## WHAT YOU ARE ASKED TO DO
Copy out exactly the lines from the line containing "Expected: one point per instance of the riverbed, reported" to the end of the listing.
>> begin THE RECORDS
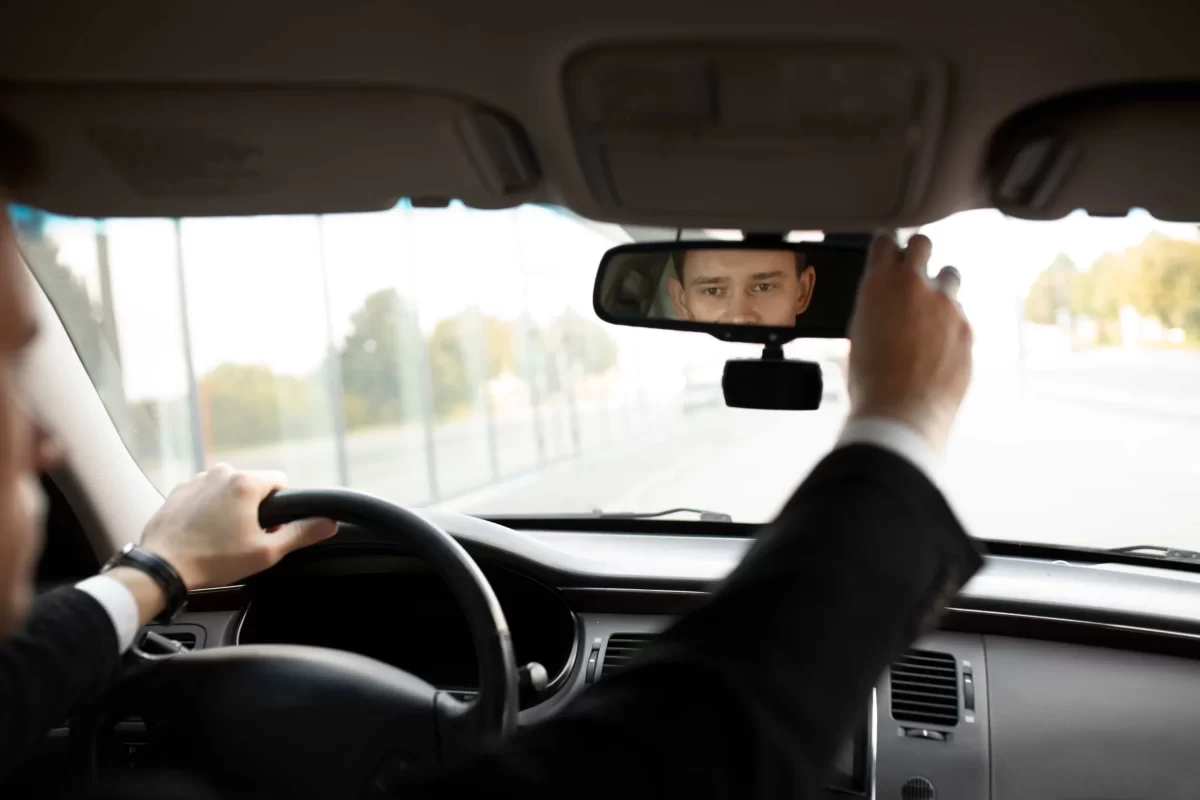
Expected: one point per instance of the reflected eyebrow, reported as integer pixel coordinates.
(709, 281)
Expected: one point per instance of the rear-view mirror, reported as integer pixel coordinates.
(737, 290)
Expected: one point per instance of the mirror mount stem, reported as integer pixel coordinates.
(765, 238)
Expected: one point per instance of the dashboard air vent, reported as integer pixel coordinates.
(621, 650)
(925, 689)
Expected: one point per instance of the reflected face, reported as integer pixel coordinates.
(24, 446)
(742, 287)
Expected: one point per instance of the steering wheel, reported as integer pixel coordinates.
(313, 722)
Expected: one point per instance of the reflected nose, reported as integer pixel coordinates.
(741, 311)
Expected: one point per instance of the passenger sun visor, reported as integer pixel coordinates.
(1105, 151)
(201, 151)
(757, 137)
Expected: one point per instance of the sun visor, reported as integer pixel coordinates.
(199, 151)
(1105, 151)
(741, 136)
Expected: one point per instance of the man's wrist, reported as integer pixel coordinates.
(183, 569)
(148, 595)
(927, 421)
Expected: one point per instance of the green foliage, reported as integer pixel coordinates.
(378, 360)
(1159, 278)
(249, 404)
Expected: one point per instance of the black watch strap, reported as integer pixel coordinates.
(162, 573)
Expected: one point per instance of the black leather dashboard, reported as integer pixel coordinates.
(1047, 679)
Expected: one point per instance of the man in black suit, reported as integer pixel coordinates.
(749, 696)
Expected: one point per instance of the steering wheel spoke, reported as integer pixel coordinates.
(313, 722)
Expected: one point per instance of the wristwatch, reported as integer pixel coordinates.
(160, 571)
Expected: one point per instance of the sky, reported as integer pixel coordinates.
(256, 288)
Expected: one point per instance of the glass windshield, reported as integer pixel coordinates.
(450, 359)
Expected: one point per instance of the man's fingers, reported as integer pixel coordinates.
(265, 480)
(916, 254)
(948, 282)
(301, 534)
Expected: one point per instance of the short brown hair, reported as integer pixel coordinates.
(679, 256)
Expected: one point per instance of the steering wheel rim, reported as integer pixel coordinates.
(495, 709)
(319, 722)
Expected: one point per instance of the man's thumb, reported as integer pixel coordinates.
(304, 533)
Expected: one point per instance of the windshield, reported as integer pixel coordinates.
(450, 358)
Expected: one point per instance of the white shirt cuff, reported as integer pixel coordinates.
(900, 439)
(118, 602)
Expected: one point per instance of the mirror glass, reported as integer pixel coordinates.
(808, 287)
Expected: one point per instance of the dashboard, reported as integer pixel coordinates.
(1045, 680)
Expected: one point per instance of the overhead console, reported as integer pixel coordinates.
(737, 134)
(1098, 149)
(161, 150)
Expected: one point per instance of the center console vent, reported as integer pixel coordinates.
(925, 689)
(621, 650)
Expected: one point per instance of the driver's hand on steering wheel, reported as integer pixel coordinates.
(208, 529)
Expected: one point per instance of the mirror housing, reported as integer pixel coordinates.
(735, 290)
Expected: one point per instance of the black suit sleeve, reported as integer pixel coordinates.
(753, 695)
(64, 654)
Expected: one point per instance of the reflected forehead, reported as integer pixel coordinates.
(759, 260)
(711, 265)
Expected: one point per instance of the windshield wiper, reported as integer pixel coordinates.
(705, 516)
(1158, 551)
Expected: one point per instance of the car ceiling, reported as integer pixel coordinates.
(358, 104)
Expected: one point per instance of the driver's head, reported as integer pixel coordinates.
(742, 287)
(24, 446)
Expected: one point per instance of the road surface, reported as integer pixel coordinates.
(1098, 449)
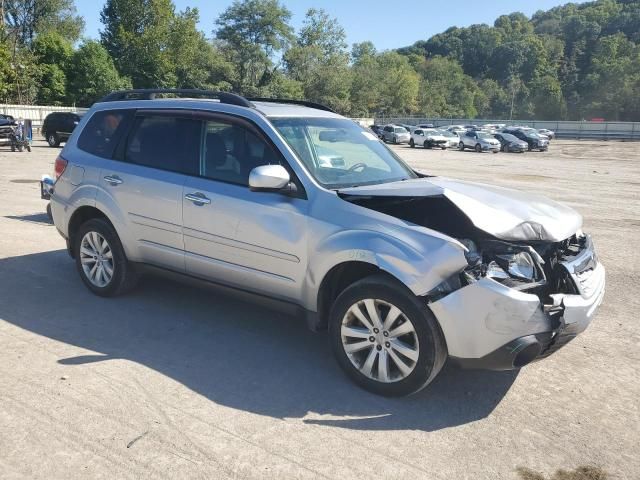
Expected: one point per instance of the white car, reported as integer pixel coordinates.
(550, 134)
(457, 129)
(428, 138)
(452, 138)
(479, 141)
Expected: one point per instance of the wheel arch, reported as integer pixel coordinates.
(81, 216)
(419, 264)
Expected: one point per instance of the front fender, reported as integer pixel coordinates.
(420, 261)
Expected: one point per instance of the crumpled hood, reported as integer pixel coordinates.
(504, 213)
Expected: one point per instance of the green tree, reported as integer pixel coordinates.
(25, 19)
(445, 90)
(365, 87)
(319, 61)
(53, 53)
(136, 34)
(197, 62)
(399, 84)
(92, 74)
(253, 32)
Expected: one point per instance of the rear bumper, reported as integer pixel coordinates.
(489, 326)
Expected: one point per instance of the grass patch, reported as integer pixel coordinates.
(580, 473)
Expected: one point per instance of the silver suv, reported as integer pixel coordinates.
(404, 269)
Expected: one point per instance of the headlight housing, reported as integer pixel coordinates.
(516, 266)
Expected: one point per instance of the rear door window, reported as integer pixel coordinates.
(231, 151)
(101, 133)
(165, 142)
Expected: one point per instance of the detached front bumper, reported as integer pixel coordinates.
(490, 148)
(490, 326)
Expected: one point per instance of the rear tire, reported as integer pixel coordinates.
(122, 277)
(53, 140)
(421, 350)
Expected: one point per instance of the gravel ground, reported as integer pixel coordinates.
(178, 382)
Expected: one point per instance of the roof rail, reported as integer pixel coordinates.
(303, 103)
(150, 94)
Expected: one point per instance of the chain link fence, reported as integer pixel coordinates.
(563, 129)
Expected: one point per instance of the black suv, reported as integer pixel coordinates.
(57, 127)
(6, 129)
(534, 141)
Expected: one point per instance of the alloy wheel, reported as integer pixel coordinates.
(380, 340)
(96, 258)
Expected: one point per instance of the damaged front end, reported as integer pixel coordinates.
(516, 303)
(533, 281)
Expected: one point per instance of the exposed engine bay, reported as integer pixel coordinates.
(530, 266)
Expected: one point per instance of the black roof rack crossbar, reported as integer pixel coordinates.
(304, 103)
(150, 94)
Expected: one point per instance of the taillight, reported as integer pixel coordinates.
(59, 167)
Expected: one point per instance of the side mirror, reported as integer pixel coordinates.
(269, 178)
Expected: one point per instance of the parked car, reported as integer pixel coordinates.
(479, 141)
(395, 134)
(428, 138)
(452, 138)
(457, 129)
(377, 129)
(6, 131)
(58, 126)
(405, 270)
(534, 141)
(511, 143)
(550, 134)
(493, 127)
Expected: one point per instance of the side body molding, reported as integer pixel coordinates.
(421, 262)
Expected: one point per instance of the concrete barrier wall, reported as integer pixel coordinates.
(35, 113)
(563, 129)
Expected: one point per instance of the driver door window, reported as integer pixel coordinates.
(231, 151)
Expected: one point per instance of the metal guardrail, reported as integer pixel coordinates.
(563, 129)
(35, 113)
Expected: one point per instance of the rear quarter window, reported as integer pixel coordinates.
(100, 134)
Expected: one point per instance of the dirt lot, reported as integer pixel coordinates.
(176, 382)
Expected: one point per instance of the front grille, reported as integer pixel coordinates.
(587, 282)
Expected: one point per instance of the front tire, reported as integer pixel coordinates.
(53, 140)
(384, 338)
(101, 261)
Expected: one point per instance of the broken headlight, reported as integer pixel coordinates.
(515, 266)
(514, 269)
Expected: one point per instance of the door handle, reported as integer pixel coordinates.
(198, 198)
(113, 180)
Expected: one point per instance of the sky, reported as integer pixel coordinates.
(389, 24)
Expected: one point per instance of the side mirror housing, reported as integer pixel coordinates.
(269, 178)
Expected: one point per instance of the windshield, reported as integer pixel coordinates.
(510, 138)
(447, 133)
(531, 132)
(357, 157)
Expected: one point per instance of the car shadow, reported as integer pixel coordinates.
(234, 353)
(40, 218)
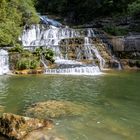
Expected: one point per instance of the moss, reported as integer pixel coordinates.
(114, 30)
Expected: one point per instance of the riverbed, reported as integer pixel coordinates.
(113, 102)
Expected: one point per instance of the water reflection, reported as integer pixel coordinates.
(113, 103)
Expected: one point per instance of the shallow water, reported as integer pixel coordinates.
(113, 102)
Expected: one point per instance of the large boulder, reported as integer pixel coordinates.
(17, 127)
(55, 109)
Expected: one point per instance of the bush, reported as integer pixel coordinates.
(134, 8)
(117, 31)
(27, 63)
(18, 48)
(48, 54)
(23, 64)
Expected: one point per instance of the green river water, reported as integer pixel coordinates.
(113, 99)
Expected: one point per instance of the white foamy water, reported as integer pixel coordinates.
(4, 62)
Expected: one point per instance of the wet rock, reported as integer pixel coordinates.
(55, 109)
(42, 134)
(17, 127)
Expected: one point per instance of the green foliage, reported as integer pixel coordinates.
(43, 52)
(117, 31)
(134, 8)
(82, 11)
(14, 14)
(17, 48)
(27, 63)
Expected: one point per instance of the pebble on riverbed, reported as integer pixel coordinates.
(55, 109)
(17, 127)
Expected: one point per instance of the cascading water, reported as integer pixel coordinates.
(4, 62)
(51, 37)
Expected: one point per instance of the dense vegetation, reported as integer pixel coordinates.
(21, 59)
(86, 10)
(14, 14)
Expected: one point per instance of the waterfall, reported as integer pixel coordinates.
(4, 62)
(93, 70)
(91, 50)
(53, 37)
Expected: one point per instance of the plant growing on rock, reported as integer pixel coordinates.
(48, 54)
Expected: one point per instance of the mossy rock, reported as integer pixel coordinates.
(55, 109)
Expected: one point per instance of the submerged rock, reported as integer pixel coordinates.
(55, 109)
(17, 127)
(43, 134)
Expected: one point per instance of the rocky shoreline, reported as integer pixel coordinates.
(35, 125)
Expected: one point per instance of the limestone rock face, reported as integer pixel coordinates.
(17, 127)
(55, 109)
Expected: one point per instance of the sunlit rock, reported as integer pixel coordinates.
(17, 127)
(55, 109)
>> end THE RECORDS
## REPLY
Expected: one point per instance of the riverbed, reported as integer pixel coordinates.
(113, 102)
Expected: one point per instance of the water reflection, reported as integer pixel coordinates.
(113, 103)
Expected: one point per instance of the shallow water, reported as integer pixel coordinates.
(113, 102)
Expected: one point per instance of the large boulder, reported as integer pixel coordinates.
(17, 127)
(55, 109)
Expected: one point per instance of the bush, reported as integer pixel coordinates.
(134, 8)
(117, 31)
(27, 63)
(18, 48)
(48, 54)
(23, 64)
Expected: one point per instance of the green river water, reported as integer pixel coordinates.
(113, 99)
Expected: one point per instance of the white foamy water, reported as integer pixel coordinates.
(4, 62)
Expected: one point per instance of the wet rock, reported as integer pixel coordinates.
(55, 109)
(42, 134)
(17, 127)
Expected: one point per instance of the green foliage, reported as integer pixel coordinates.
(43, 52)
(117, 31)
(134, 8)
(82, 11)
(14, 14)
(17, 48)
(27, 63)
Expected: one point per instance of the pebble on riverbed, reported as integer pixel coordinates.
(55, 109)
(17, 127)
Expected: one point per instance of the cascading water, reported as integer pixel coordinates.
(4, 62)
(51, 37)
Expected: one point per instance of the dense vegetation, reported as integer pixel coordinates.
(21, 59)
(86, 10)
(14, 14)
Expected: one point per instance of the waterfall, reported as integer pixel coordinates.
(4, 62)
(93, 70)
(91, 50)
(53, 37)
Expected: one point per instance of the plant growing on rock, reported as integer pixel coordinates.
(48, 54)
Expected: one point per instance of the mossy rock, reported as integer pixel coordinates.
(55, 109)
Expected: one point per instance of the submerged rock, reported as integer pixel coordinates.
(55, 109)
(17, 127)
(43, 134)
Expected: one point per instance of the rocky shoreline, reported as integer pixel coordinates.
(35, 125)
Expected: one point per instance of the limestone rock face, reported as integer pixel coordinates.
(17, 127)
(55, 109)
Expected: one point per instance of the sunlit rock, reported as integer pixel coordinates.
(17, 127)
(55, 109)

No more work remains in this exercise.